• _Quoted text_:
# How memory works



## Navarre (Dec 14, 2005)

My wife e-mailed this to me today. Obviously she's trying to tell me something. lol

Still, I thought it was interesting.

http://articles.health.msn.com/id/100111308/site/100000000


----------



## Floating Egg (Dec 14, 2005)

I am skeptical of some of the claims, particularly the one having to do with hypnotism.


----------



## Navarre (Dec 14, 2005)

Floating Egg said:
			
		

> I am skeptical of some of the claims, particularly the one having to do with hypnotism.



In what way are you skeptical?


----------



## MartialIntent (Dec 15, 2005)

I still recall the taste of chocolate pudding my mom gave [obviously way back even before I had teeth let alone could talk!] Memory comes in many forms - for me the most evocative memories are the olfactory ones - the smell of leather in a new car, ionized air after an electric storm, the perfume my wife wore when we first met - all these cast up a myriad forgotten memories.

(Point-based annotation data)
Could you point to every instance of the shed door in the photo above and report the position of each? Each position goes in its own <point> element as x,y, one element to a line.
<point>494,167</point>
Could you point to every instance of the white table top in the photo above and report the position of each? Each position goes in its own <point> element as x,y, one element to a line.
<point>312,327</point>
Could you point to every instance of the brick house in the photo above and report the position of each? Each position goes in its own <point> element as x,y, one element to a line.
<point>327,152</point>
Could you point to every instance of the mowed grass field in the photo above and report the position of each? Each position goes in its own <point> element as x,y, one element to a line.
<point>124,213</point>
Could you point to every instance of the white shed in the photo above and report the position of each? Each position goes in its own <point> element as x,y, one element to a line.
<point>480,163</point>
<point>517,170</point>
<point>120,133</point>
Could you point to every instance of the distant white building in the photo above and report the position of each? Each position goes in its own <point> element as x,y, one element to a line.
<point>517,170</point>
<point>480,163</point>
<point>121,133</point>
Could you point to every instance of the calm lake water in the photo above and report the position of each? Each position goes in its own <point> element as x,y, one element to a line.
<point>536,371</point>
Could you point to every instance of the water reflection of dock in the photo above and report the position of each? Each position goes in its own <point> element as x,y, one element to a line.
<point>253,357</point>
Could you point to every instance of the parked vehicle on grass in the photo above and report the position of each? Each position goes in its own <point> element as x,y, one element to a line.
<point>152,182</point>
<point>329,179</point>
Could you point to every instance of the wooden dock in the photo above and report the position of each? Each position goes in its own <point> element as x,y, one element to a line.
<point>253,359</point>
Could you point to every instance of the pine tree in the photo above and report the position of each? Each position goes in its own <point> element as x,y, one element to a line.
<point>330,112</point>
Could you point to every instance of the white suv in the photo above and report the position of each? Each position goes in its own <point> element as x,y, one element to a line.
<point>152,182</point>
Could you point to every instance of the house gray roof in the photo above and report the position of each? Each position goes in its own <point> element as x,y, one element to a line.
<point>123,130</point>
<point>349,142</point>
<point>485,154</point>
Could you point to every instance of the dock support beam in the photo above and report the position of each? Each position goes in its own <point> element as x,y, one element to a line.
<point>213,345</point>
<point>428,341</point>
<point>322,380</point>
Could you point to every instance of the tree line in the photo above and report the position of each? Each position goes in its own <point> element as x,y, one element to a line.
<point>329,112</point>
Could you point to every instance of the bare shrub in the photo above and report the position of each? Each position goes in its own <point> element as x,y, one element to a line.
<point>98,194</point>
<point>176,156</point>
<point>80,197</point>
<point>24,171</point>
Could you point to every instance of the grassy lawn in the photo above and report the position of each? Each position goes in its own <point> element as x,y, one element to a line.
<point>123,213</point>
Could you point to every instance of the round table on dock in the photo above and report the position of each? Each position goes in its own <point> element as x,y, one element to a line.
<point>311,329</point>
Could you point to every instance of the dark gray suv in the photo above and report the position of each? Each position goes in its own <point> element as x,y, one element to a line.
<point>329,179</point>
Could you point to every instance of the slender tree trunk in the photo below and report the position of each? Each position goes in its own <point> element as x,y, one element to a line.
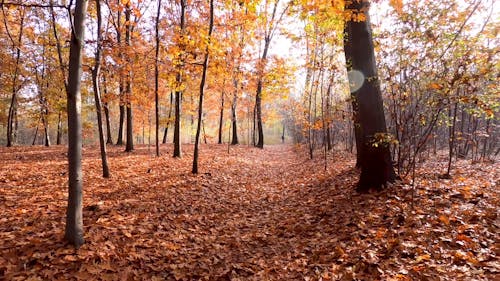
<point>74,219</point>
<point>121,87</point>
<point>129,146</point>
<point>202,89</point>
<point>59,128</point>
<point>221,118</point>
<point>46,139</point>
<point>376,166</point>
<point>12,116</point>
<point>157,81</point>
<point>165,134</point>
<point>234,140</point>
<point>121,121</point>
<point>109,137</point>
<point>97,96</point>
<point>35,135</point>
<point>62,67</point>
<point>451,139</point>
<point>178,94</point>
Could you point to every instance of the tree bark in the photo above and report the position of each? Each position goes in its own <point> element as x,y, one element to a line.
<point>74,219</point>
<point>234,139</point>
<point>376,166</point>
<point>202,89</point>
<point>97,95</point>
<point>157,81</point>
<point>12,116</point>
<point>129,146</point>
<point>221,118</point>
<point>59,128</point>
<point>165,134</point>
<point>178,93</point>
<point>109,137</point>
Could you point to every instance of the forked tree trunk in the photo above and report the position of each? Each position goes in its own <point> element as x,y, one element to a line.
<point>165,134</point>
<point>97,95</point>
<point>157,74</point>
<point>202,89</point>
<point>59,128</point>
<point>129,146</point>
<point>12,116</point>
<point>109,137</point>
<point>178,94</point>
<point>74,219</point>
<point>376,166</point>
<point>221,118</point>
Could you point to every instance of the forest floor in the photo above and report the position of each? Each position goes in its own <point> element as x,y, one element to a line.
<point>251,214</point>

• _Your instructions_:
Answer these questions about the memory thread, one per line:
1. According to Navarre, who e-mailed the link to him?
2. Which claim was Floating Egg especially skeptical of?
3. What kind of memories does MartialIntent find the most evocative?
These rows were taken from a different source than the thread.

• _Complete answer_:
1. His wife.
2. The one having to do with hypnotism.
3. Olfactory ones.